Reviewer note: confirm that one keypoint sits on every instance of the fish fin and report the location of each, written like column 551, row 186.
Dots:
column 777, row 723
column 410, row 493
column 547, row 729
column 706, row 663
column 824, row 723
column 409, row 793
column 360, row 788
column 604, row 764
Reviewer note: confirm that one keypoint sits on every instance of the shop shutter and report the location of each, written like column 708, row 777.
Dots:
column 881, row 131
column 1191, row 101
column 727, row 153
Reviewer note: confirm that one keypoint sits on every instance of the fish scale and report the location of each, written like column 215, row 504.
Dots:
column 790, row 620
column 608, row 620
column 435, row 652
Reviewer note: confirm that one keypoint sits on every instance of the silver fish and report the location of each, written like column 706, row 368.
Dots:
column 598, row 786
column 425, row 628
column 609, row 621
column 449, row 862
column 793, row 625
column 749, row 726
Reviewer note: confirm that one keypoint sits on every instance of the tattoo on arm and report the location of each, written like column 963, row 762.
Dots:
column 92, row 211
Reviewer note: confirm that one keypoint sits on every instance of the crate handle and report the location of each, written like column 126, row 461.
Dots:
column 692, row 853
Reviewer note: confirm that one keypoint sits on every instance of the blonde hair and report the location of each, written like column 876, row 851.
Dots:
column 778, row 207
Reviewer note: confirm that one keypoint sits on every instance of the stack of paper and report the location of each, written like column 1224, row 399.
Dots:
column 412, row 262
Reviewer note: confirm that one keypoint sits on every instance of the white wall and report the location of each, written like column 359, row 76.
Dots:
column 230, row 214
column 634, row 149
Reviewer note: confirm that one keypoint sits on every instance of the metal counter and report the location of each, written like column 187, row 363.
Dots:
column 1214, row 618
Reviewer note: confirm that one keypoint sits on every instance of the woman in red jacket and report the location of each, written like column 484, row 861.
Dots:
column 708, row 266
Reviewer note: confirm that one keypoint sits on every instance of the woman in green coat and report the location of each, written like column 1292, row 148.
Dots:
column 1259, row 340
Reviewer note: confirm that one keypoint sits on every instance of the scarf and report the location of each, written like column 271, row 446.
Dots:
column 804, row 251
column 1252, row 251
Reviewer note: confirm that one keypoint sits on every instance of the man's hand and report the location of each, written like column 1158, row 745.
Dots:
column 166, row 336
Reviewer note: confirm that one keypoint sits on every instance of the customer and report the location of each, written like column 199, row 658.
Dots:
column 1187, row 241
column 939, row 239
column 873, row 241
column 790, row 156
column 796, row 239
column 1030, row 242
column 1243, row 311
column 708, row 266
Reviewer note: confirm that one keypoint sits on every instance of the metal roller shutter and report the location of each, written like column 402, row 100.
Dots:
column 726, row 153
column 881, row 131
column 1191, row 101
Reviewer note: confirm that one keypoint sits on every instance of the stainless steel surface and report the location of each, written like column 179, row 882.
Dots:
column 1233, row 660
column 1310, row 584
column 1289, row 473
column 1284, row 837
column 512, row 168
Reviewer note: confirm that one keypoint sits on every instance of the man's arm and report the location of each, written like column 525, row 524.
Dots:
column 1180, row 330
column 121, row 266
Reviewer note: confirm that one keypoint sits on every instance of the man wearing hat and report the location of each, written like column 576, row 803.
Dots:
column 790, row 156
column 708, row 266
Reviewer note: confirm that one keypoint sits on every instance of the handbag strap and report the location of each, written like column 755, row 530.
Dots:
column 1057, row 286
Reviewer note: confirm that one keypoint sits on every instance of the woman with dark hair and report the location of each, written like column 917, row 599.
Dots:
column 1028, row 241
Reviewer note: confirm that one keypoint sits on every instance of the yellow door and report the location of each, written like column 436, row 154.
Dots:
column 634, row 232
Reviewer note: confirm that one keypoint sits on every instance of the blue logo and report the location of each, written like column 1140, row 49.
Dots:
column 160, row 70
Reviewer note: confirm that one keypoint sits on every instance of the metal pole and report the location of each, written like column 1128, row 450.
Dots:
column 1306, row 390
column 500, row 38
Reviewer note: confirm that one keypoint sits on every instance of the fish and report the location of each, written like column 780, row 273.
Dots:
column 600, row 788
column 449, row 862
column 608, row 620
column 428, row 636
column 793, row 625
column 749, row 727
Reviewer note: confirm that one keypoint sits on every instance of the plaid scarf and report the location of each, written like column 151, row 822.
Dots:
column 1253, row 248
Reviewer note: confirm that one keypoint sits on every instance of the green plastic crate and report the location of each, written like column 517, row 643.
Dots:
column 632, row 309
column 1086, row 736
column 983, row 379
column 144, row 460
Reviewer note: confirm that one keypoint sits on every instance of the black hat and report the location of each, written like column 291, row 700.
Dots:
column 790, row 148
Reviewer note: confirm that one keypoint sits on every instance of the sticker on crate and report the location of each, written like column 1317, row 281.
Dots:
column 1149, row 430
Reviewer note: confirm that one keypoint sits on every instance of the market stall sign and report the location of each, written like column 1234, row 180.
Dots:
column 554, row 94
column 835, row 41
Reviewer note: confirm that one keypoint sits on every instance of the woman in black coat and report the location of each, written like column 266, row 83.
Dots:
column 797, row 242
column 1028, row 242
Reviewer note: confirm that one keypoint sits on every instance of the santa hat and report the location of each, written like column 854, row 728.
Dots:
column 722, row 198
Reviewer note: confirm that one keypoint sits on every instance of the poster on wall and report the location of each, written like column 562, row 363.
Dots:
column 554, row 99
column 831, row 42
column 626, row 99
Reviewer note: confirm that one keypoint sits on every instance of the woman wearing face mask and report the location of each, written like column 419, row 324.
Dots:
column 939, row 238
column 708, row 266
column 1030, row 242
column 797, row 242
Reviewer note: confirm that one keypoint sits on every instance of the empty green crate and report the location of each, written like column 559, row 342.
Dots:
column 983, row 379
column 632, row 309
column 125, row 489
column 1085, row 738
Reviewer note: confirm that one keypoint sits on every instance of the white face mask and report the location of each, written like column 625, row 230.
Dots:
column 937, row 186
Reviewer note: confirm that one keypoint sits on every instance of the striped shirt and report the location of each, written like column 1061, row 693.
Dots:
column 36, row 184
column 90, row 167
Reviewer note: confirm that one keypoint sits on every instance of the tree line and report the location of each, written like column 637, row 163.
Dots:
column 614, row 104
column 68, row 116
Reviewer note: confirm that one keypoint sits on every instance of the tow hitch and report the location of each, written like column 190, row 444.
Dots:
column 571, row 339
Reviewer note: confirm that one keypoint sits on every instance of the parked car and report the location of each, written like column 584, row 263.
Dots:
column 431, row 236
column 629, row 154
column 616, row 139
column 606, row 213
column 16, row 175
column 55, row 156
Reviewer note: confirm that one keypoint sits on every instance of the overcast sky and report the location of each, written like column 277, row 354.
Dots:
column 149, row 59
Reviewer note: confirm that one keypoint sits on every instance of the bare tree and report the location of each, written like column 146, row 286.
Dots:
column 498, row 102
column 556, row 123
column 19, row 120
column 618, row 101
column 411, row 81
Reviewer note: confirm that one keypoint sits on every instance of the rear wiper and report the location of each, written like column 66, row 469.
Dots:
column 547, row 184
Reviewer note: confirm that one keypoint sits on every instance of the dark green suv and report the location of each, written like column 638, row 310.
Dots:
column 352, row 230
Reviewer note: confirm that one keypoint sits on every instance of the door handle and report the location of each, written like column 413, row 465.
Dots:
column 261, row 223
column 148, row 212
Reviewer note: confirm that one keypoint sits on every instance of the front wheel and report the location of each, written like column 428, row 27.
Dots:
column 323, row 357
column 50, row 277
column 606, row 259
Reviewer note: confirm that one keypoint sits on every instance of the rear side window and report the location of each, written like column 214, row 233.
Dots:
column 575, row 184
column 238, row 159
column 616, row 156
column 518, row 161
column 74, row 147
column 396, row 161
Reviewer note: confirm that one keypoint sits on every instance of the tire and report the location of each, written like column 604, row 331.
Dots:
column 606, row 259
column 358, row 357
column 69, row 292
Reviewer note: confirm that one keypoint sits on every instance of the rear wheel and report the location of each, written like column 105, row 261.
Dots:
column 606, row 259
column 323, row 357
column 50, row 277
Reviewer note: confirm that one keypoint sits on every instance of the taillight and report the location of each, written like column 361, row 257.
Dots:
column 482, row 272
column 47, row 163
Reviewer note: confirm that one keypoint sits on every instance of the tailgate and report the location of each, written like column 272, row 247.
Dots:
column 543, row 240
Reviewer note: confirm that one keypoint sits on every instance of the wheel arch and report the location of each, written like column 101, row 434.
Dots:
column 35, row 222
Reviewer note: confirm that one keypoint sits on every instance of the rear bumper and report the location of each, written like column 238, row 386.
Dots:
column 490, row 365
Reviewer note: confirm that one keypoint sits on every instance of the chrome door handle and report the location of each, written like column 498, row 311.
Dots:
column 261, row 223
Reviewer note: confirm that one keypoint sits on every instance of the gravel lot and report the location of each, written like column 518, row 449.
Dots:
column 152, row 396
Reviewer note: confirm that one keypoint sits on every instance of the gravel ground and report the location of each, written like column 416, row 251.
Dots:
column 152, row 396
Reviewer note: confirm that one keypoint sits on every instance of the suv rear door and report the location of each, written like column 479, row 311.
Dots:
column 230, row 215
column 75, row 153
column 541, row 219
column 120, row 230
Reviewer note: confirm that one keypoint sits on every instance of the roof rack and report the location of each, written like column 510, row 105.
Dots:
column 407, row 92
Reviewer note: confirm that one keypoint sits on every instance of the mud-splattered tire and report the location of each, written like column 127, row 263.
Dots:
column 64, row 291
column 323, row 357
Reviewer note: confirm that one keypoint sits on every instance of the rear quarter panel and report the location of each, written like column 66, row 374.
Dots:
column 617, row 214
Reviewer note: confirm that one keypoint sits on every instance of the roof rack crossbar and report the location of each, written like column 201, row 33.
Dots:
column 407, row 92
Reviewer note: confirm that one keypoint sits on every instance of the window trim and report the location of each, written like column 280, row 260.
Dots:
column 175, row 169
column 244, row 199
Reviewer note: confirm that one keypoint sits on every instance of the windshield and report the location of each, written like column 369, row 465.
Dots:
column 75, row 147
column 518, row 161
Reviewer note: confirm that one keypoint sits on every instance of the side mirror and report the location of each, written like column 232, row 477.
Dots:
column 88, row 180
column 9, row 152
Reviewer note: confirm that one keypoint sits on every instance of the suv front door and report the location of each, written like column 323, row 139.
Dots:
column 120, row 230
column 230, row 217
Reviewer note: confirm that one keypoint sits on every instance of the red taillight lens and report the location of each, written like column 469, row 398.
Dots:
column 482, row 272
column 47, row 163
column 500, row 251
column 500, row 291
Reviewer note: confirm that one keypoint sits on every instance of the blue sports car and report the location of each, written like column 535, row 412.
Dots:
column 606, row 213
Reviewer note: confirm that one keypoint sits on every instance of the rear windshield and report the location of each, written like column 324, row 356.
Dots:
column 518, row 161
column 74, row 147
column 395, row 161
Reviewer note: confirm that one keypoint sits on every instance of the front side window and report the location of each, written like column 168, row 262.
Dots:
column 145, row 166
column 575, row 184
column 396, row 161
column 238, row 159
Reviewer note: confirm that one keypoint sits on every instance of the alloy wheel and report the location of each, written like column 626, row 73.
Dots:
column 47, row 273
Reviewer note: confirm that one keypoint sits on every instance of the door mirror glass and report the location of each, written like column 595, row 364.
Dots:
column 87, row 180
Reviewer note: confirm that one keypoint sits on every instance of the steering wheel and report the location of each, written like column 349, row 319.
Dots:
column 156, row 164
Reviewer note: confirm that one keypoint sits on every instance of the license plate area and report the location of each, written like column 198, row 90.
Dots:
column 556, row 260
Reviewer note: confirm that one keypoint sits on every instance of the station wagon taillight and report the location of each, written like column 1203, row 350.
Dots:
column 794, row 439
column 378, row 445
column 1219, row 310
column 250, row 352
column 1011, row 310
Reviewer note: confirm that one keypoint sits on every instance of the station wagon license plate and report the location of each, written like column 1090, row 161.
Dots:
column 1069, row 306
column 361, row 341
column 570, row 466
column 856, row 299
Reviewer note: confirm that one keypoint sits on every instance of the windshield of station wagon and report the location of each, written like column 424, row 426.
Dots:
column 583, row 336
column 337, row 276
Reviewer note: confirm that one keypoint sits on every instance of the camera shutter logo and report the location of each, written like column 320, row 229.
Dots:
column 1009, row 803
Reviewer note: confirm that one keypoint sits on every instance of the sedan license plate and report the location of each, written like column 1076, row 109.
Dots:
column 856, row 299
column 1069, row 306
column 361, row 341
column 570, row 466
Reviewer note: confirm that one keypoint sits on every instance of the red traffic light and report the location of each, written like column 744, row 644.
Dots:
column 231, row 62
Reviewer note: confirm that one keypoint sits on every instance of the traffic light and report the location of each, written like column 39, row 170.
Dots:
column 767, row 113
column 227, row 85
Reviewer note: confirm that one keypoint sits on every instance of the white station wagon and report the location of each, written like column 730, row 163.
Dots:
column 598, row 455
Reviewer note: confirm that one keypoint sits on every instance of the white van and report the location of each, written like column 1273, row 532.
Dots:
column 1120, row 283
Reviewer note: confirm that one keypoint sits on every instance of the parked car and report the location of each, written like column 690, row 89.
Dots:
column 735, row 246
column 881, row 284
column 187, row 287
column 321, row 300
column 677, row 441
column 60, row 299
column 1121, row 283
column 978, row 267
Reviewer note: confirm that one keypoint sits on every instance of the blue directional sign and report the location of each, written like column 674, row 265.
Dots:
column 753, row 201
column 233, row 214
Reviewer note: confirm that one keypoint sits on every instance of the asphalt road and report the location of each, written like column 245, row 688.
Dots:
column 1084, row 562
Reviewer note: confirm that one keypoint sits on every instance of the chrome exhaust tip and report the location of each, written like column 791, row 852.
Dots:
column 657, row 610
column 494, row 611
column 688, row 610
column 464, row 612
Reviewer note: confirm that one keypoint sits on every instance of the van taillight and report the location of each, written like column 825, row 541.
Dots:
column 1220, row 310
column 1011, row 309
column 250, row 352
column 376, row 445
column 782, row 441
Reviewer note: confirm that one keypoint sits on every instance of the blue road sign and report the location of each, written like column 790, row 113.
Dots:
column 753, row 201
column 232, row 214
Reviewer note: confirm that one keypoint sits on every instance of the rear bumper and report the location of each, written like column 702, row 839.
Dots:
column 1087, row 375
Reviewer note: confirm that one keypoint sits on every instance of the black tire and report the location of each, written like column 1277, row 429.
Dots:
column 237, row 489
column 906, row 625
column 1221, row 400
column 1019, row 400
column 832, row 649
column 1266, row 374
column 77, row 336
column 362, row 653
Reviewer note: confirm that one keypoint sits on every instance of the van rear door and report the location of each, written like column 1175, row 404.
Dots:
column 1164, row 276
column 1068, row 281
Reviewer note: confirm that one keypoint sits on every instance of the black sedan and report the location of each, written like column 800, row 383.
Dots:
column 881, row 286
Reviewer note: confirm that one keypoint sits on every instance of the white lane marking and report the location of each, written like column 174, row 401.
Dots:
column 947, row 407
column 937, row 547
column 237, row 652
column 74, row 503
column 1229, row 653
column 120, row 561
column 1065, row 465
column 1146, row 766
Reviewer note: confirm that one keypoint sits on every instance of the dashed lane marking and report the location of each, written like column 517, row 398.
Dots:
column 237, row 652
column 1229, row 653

__EXERCISE PROMPT__: Rewrite the lines as a JSON list of strings, one string per line and no blank lines. Start at the line containing "413, row 465." and end after the line containing "column 148, row 212".

__WRITTEN RESPONSE__:
[
  "Reviewer note: confirm that one keypoint sits on every instance of the door handle and report the location of each, written like column 413, row 465.",
  "Dots:",
  "column 261, row 223",
  "column 148, row 212"
]